** BEGIN TASK DATA **

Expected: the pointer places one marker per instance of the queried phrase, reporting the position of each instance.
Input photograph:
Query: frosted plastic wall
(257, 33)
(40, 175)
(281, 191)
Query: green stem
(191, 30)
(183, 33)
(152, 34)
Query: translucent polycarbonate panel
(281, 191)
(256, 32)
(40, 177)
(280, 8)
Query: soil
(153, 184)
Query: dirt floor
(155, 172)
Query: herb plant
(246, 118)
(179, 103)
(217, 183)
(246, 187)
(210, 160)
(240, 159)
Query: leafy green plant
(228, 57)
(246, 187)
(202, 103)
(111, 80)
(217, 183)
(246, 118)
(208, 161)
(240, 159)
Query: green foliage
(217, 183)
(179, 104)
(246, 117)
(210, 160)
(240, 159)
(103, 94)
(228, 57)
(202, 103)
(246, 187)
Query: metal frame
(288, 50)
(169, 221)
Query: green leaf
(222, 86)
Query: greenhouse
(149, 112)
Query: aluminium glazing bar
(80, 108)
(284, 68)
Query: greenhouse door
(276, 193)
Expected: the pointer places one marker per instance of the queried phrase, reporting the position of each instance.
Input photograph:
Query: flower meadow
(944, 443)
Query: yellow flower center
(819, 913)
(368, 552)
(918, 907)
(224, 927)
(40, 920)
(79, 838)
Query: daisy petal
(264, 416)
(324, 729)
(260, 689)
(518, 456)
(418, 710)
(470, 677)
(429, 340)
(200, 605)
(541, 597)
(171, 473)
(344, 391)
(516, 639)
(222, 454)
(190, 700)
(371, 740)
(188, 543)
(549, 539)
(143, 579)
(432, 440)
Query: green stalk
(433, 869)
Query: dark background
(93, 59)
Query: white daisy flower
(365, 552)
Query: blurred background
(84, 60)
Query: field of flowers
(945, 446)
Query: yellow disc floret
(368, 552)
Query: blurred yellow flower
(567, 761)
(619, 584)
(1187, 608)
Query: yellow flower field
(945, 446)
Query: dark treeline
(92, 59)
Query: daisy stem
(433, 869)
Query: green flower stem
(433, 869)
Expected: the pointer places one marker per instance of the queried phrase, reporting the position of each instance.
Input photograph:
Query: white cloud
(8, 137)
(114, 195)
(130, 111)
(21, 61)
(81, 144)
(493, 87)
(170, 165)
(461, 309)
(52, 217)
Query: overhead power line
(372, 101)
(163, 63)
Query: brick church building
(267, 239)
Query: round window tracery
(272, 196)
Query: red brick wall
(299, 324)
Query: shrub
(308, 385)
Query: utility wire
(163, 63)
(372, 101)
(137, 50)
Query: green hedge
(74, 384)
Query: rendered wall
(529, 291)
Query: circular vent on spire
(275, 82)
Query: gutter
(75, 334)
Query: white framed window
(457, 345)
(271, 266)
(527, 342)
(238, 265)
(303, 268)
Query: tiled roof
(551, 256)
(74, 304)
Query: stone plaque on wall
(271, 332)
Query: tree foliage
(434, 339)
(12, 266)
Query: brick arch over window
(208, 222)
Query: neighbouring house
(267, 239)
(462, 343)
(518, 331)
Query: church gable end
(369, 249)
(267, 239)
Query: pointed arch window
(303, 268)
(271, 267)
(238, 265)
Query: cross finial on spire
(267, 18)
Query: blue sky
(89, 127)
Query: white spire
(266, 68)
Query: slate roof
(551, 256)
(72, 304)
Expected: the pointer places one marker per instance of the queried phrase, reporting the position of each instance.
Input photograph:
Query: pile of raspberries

** END TASK DATA **

▶ WHAT IS REQUIRED
Each line from the one containing "Query: overhead power line" to the final line of the entries above must be returned exactly, and no other line may appear.

▶ EXERCISE ANSWER
Query: overhead power line
(372, 101)
(163, 63)
Query: brick church building
(267, 239)
Query: round window tracery
(272, 196)
Query: red brick wall
(299, 324)
Query: shrub
(308, 385)
Query: utility wire
(163, 63)
(372, 101)
(137, 50)
Query: green hedge
(74, 384)
Query: rendered wall
(529, 291)
Query: circular vent on spire
(275, 82)
Query: gutter
(75, 334)
Query: white framed window
(457, 345)
(271, 266)
(527, 342)
(238, 265)
(303, 268)
Query: tiled roof
(551, 256)
(74, 304)
Query: stone plaque on wall
(271, 332)
Query: tree foliage
(434, 339)
(12, 266)
Query: brick arch over window
(208, 222)
Query: neighbouring house
(267, 239)
(462, 343)
(518, 331)
Query: church gable end
(369, 249)
(267, 239)
Query: pointed arch window
(303, 268)
(271, 267)
(238, 265)
Query: cross finial on spire
(267, 18)
Query: blue sky
(89, 127)
Query: white spire
(266, 68)
Query: slate roof
(551, 256)
(72, 304)
Expected: the pointer places one marker per instance of the queried phrase, reporting the position of each instance.
Input photograph:
Query: pile of raspberries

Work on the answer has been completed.